_Instructions for the task:_ The answer must match the material word for word, with every line included.

_Material supplied:_
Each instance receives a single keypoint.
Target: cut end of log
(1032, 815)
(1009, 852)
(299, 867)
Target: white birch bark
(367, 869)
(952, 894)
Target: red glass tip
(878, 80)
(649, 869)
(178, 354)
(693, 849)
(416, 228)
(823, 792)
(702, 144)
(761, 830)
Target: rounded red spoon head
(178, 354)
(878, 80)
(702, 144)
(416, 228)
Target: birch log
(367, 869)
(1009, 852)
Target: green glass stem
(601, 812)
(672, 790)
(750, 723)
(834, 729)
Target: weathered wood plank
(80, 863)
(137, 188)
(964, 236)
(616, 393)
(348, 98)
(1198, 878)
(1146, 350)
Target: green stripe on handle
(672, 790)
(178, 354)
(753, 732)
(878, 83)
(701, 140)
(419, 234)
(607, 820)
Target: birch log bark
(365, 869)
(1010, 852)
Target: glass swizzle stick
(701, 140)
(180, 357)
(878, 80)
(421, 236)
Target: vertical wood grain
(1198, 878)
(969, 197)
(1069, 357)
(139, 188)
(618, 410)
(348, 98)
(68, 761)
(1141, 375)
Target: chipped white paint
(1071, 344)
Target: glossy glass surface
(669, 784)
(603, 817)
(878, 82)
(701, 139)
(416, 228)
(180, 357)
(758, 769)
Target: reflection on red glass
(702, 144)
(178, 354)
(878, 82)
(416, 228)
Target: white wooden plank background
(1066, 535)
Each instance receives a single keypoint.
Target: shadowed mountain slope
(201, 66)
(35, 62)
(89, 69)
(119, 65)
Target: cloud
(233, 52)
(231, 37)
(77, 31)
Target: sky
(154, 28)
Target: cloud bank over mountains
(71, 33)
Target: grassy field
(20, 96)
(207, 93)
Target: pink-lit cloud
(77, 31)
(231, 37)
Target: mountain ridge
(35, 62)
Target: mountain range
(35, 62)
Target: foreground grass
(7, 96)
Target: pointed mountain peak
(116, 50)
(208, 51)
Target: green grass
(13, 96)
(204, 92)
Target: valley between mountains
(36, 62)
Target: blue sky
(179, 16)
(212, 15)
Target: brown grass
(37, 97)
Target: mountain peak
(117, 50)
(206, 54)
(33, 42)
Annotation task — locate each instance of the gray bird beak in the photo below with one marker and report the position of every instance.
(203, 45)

_Solution:_
Each instance receives a single keypoint.
Target: cut end of log
(1032, 815)
(1009, 852)
(299, 867)
Target: white birch bark
(367, 869)
(952, 894)
Target: red glass tip
(878, 80)
(649, 869)
(178, 354)
(693, 849)
(416, 228)
(823, 792)
(702, 144)
(761, 830)
Target: rounded red spoon head
(178, 354)
(878, 80)
(702, 144)
(416, 228)
Target: birch log
(367, 869)
(1009, 852)
Target: green glass stem
(601, 812)
(672, 790)
(750, 723)
(834, 729)
Target: weathered wood plank
(80, 863)
(137, 188)
(964, 236)
(616, 393)
(348, 98)
(1198, 878)
(1146, 350)
Target: green stripe on handle
(672, 790)
(178, 354)
(753, 732)
(878, 83)
(701, 140)
(419, 234)
(607, 820)
Target: birch log bark
(365, 869)
(1010, 852)
Target: glass swizzle stick
(701, 140)
(180, 357)
(878, 80)
(421, 236)
Target: vertical wood grain
(1198, 878)
(969, 197)
(1069, 357)
(139, 188)
(618, 410)
(348, 98)
(68, 761)
(1141, 375)
Target: chipped white paint
(1071, 344)
Target: glossy glass surface
(669, 784)
(603, 817)
(878, 82)
(701, 139)
(416, 228)
(180, 357)
(758, 769)
Target: reflection on red glass
(702, 144)
(178, 354)
(878, 82)
(416, 228)
Target: white wooden plank background
(1066, 535)
Each instance receives a single keypoint.
Target: shadowed mountain slope
(201, 66)
(35, 62)
(89, 69)
(119, 65)
Target: cloud
(233, 52)
(231, 37)
(77, 31)
Target: sky
(154, 28)
Target: cloud bank over mountains
(71, 33)
Target: grassy field
(20, 96)
(207, 93)
Target: pink-lit cloud
(77, 31)
(231, 37)
Target: mountain ridge
(35, 62)
Target: mountain range
(35, 62)
Target: foreground grass
(7, 96)
Target: pointed mountain peak
(116, 50)
(208, 51)
Target: green grass
(13, 96)
(204, 92)
Target: valley between mountains
(36, 62)
Target: blue sky
(179, 16)
(212, 15)
Target: brown grass
(37, 97)
Target: mountain peak
(117, 50)
(206, 54)
(33, 42)
Annotation task — locate each instance of the gray bird beak in the photo below with one marker and report the position of every instance.
(203, 45)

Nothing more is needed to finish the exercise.